### Task to carry out
Copy the rows from the line containing "Tag the car interior" through the end of the rows, inclusive, replacing "thumb" with "index finger" and leaving everything else unchanged.

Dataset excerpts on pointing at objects
Start
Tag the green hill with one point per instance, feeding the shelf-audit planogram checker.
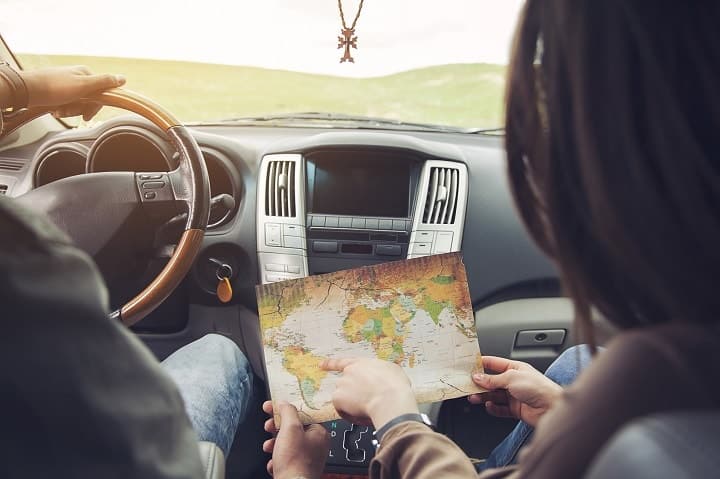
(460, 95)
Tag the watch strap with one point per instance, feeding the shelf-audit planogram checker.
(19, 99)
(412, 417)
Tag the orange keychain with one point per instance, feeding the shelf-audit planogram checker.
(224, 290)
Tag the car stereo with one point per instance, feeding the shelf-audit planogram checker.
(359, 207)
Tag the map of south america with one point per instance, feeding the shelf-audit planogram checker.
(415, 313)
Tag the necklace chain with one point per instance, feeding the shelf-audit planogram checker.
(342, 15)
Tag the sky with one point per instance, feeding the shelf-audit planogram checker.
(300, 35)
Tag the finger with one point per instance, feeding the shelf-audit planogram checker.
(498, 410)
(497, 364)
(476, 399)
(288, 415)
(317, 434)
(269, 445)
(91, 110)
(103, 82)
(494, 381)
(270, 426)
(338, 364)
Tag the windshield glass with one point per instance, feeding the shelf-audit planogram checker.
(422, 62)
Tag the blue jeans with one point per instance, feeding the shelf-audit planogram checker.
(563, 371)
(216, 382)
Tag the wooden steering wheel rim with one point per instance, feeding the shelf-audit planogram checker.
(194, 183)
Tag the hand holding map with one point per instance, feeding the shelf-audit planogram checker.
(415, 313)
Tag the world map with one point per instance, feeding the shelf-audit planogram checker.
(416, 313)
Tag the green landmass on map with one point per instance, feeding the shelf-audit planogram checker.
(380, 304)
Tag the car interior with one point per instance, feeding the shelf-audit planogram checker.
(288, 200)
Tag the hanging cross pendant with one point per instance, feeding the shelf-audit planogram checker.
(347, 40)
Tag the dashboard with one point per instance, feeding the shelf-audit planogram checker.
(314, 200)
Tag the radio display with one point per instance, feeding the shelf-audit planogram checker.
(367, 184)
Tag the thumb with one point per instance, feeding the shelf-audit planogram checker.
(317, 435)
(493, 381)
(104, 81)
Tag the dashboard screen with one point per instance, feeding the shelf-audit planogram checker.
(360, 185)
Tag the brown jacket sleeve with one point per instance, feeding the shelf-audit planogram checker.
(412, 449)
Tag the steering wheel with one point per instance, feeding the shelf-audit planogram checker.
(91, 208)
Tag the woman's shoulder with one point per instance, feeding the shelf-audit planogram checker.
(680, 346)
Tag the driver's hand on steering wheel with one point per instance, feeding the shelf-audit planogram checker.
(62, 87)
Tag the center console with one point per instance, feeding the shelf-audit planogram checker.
End
### Result below
Tag the car interior with one point per instance, feeding the shelf-audit planogram checker.
(288, 200)
Tag the hanging cross pendant with one point per instance, feeding the shelf-audit planogram checker.
(347, 40)
Tag the dashboard with one point per instance, feeding the shelf-audit planogram checker.
(314, 200)
Tag the radio display with one point per instance, feeding the shelf-audit planogram checker.
(367, 184)
Tag the index finger with one point per instance, feeding the shelf-audit planogram checker.
(317, 435)
(493, 381)
(104, 81)
Tag the dashboard screen with one point per instance, feeding the shelf-audit planogram checker.
(360, 185)
Tag the brown jacket sleeve with one point per instance, feeding the shelf-audit planogram checker.
(412, 449)
Tag the steering wheel with one point per instance, feeding the shelf-audit planogram checker.
(91, 208)
Tag the woman's shoulder with one point per instance, feeding the shelf-audit planogram checker.
(680, 346)
Tag the driver's hand on steering wheel with one point per instance, feeding the shelf-audit planogram checker.
(62, 87)
Tag the center console with one point per instance, feeding the shelf-audit planogram checker.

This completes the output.